А еще мы на лошадях катались. Но недолго, потому что из них потом делали нам котлеты. Мы знали это, многие дети плакали, когда ели. Лошадей было очень жалко».

Там же, в Уржуме, девочек неожиданно навестил папа. Нина Александровна до сих пор не понимает, как ему это удалось. Он не знал точно, где его дети, но каким-то образом нашел нужную информацию.

«Сарафанное радио работало на отлично. Поэтому еще до его приезда весь Уржум знал, что сюда едет папа повидаться с дочками. День его приезда я помню очень хорошо. К нам прибежал мальчишка со двора и сказал, что на улице Красной в парикмахерской сидит мужчина в военной форме и стрижется. Наши воспитательницы забегали. Переодели нас понаряднее. Мы уже обедали, но нас посадили за стол и еще раз накормили. Папа пришел и забрал нас погулять. Он купил на рынке яиц, сладостей и тоже стал нас кормить. А мы довольные и едим. А он смотрел, смотрел на нас и вдруг заплакал. Так и сидели. Мы с Майкой едим, а папа плачет…

Тогда же папа подарил мне свою капитанскую сумку. Я ее очень долго хранила и даже в техникум с ней ходила потом на занятия.

Я папу очень любила, просто до невозможности. Он был очень скромным человеком. Немногословным. После войны мы просили его рассказать, как там на фронте. Но папа молчал.

Но я помню, что говорили о войне другие люди. Что, например, у нашей страны мало вооружения. А еще вот эту фразу «За Родину, за Сталина» — ее постоянно везде говорили. Но Сталин для меня был образ далекий. Я только Кирова знала. Кто-то мне тогда объяснил, что Сталин — это друг Кирова, значит, достойный человек».
::::::
> [Задания к упражнению]:
• A. Что, согласно воспоминаниям об Уржуме, подарил папа во время своего приезда?
• B. Подхватите воспоминания об Уржуме и продолжите их после последней фразы.

> [Извлечённые данные]:
::::::
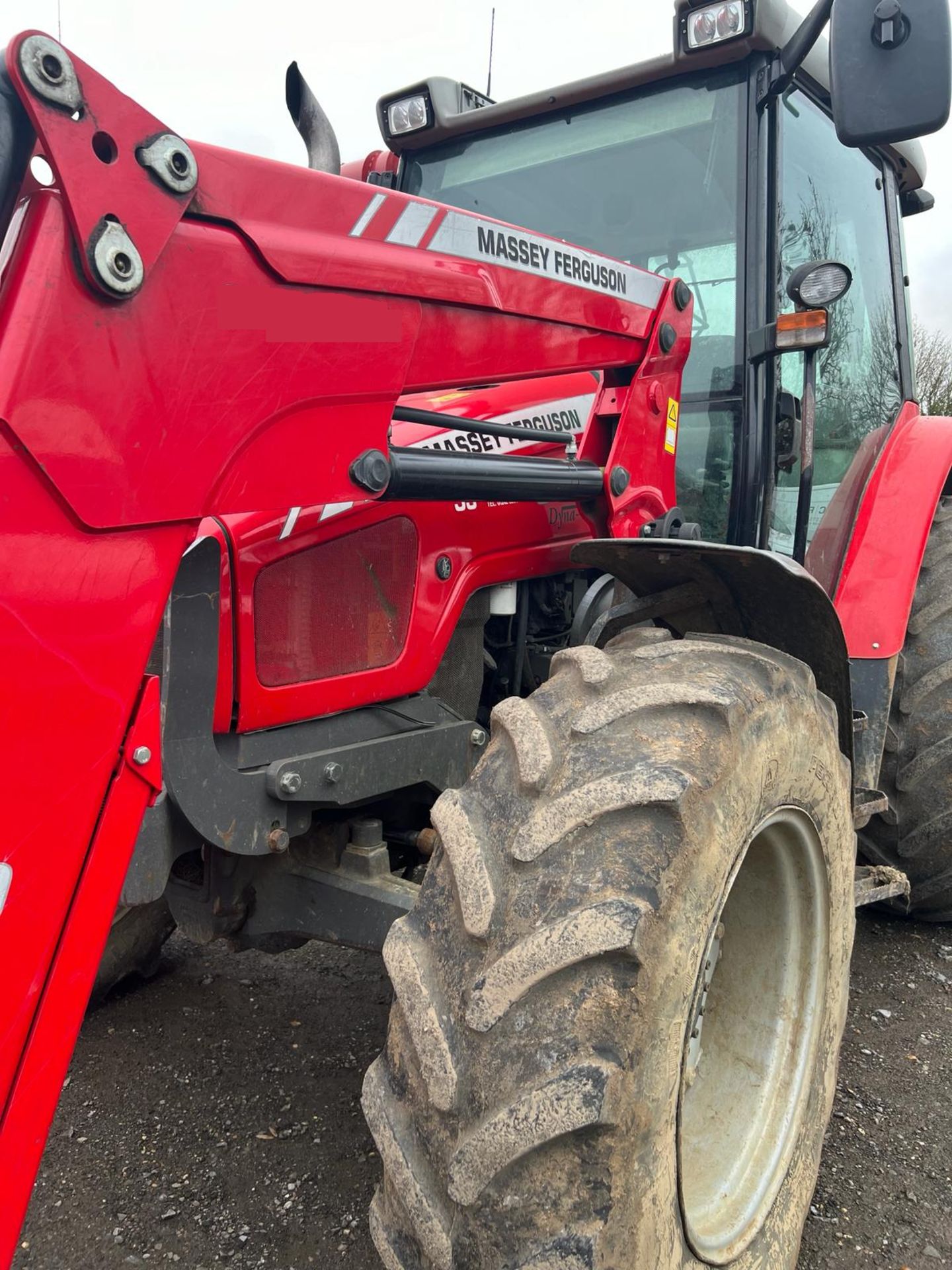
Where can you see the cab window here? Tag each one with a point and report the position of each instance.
::::::
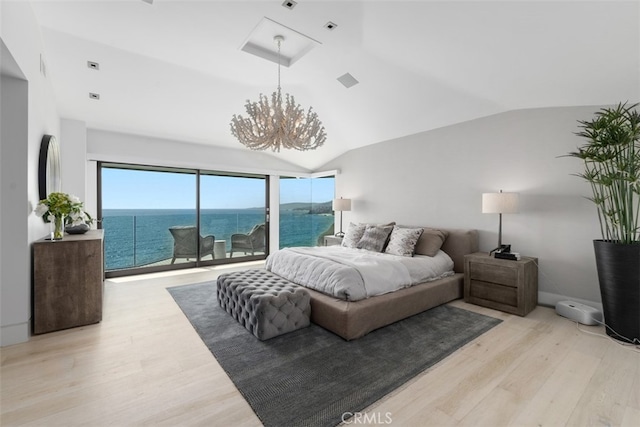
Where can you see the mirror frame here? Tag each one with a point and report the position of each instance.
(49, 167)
::::::
> [Ответы к заданиям]:
• A. Свою капитанскую сумку.

• B.
Мама, где кони?

Наш разговор ненадолго прерывается: из школы приходит девятилетняя Танюша. Нина Александровна быстро узнает школьные новости правнучки, интересуется отметками и продолжает.

«Вы знаете, как их сейчас учат? — кивает она на Таню. — Они таблицу умножения прямо на пальцах считают. Не зубрят. Как это так? Нам учителя в Уржуме говорили: „Каждая ваша четверка и пятерка — это огонь по врагу!“ И мы так старались хорошо учиться. Но честно скажу, поведение у меня было не очень. Шебутная я была, постоянно выдумывала что-то».

Вдали от дома сестры Нина и Майя прожили два с половиной года. Как только блокада была снята, мама девочек забрала их в Ленинград.

«Я не знала, как сильно пострадал город, — качает головой Нина Александровна, — у меня был шок. Когда мы ехали по Невскому проспекту на трамвае, я увидела, что нет коней (скульптуры на Аничковом мосту по проекту П. К. Клодта — один из символов Петербурга. - Прим. ред.). И я не выдержала и стала кричать: „Мама! Где кони? Где кони?“ Мама тогда объяснила мне, что скульптуры зарыли, чтобы уберечь от бомбежек».

Нина снова пошла в школу в Ленинграде. Помогала расчищать город от завалов

«Мама мне запрещала ходить на завалы, но я, конечно, не слушалась уже. Бегала на канал Грибоедова, там все было разбомблено. Скверик там рядом есть. Я когда мимо него проходила уже взрослая, все время вспоминала, как мы его восстанавливали. Еще мы ездили в госпитали. Кто умел петь, тот пел, кто-то читал стихи».

Нина Александровна в детстве. Кадр из репортажа Дарьи Боровских

День Победы, как и начало войны, Нина встретила дома.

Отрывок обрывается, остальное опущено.